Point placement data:

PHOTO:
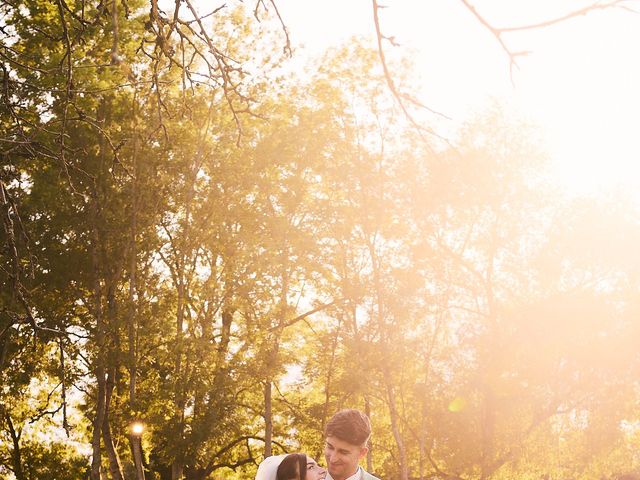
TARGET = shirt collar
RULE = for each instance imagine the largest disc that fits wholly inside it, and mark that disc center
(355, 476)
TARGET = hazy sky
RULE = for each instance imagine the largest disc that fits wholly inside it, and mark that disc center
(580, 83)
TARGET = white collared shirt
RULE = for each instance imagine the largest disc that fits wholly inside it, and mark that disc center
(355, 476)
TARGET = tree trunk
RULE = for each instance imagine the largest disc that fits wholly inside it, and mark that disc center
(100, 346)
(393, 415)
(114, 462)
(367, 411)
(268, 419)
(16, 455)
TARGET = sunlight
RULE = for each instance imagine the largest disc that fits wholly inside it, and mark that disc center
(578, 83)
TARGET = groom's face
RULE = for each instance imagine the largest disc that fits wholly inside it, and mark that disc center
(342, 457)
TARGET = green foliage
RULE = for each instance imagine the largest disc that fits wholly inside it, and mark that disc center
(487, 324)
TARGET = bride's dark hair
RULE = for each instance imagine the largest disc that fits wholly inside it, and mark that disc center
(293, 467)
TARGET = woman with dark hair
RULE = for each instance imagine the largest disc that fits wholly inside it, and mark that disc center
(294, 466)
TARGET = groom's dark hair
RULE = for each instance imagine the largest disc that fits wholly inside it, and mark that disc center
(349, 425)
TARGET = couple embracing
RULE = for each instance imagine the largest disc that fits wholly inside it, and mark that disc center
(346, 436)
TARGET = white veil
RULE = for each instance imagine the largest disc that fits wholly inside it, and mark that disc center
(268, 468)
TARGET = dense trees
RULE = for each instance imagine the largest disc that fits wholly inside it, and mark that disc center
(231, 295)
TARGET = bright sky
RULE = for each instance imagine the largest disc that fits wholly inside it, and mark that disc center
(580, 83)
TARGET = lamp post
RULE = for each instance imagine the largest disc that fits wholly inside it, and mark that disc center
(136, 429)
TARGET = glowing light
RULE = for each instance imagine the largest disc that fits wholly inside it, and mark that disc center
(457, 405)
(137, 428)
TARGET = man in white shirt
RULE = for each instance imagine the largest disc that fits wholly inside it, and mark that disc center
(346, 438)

---

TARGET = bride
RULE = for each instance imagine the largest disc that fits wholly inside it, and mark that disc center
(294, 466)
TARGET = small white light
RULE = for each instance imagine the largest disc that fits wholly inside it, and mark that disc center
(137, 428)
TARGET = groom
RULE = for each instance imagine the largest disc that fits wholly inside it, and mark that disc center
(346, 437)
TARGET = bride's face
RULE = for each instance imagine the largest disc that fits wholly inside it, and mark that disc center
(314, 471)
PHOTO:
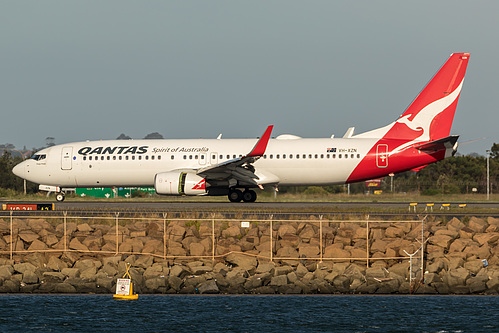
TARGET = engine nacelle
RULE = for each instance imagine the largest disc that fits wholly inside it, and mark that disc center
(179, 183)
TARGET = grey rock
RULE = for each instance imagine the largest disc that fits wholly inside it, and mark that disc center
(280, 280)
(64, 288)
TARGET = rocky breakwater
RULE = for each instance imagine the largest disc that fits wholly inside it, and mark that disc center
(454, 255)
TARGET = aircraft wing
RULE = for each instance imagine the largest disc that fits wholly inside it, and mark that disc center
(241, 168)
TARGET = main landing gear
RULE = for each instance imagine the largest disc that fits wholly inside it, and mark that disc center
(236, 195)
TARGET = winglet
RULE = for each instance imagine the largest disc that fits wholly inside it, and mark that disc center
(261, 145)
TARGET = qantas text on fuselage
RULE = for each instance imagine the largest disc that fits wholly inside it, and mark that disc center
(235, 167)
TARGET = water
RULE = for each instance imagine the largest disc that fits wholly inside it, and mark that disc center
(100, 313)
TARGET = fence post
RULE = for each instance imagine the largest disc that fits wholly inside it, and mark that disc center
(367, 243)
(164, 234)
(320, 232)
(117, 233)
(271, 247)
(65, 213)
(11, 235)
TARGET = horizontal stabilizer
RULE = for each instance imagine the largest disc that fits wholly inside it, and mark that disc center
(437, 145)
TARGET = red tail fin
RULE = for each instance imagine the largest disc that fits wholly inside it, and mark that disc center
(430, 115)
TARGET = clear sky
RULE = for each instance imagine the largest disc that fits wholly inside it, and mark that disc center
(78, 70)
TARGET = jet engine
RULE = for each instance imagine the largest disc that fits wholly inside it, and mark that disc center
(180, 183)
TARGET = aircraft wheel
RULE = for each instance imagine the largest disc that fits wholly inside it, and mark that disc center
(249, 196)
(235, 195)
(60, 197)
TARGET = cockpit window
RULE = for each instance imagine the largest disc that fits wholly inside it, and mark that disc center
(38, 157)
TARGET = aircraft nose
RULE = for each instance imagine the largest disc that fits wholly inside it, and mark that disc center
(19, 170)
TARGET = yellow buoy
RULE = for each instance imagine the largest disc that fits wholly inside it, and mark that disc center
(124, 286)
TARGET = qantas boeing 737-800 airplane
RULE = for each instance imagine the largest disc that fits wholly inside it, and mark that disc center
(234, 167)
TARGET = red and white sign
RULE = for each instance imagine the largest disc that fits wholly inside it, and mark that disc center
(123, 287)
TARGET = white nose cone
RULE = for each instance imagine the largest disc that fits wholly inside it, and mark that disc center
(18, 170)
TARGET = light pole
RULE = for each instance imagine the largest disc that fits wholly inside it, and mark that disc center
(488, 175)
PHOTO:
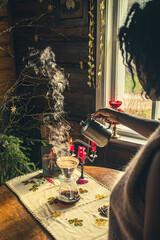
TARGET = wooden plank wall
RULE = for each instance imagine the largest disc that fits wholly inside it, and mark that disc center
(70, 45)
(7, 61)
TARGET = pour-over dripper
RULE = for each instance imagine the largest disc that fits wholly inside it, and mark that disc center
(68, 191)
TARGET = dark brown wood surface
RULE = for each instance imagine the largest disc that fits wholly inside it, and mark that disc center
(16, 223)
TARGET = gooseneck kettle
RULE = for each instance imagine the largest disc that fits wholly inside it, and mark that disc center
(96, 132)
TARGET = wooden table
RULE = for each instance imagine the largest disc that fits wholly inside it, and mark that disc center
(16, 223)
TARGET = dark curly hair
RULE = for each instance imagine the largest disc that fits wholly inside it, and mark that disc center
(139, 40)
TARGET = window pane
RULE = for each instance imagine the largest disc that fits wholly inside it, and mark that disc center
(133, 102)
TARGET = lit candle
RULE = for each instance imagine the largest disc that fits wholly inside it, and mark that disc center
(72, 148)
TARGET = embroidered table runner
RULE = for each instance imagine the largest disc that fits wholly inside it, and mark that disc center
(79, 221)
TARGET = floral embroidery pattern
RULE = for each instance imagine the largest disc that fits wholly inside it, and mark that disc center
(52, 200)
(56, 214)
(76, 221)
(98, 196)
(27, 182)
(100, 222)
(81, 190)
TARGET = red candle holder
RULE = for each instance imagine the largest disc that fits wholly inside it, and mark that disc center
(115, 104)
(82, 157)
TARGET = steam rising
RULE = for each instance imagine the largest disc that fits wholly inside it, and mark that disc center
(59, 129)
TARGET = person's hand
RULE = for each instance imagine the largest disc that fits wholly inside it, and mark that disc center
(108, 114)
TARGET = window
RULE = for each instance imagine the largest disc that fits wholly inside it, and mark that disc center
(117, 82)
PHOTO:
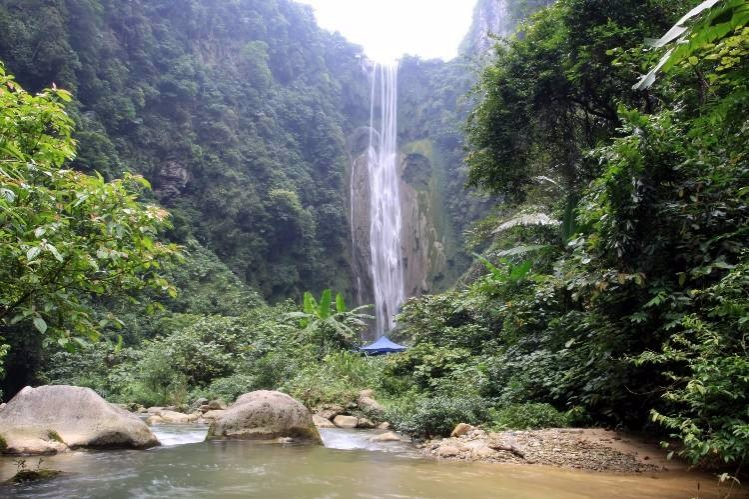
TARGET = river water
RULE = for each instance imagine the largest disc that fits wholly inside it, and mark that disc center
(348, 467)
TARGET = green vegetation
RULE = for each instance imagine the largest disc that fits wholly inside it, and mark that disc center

§ **What this task involves**
Please report each line of the data above that contains the word "white", copying every such line in full.

§ **Response**
TARGET = white collared shirt
TARGET = white veil
TARGET = man in white shirt
TARGET = small white light
TARGET = red and white sign
TARGET = white nose cone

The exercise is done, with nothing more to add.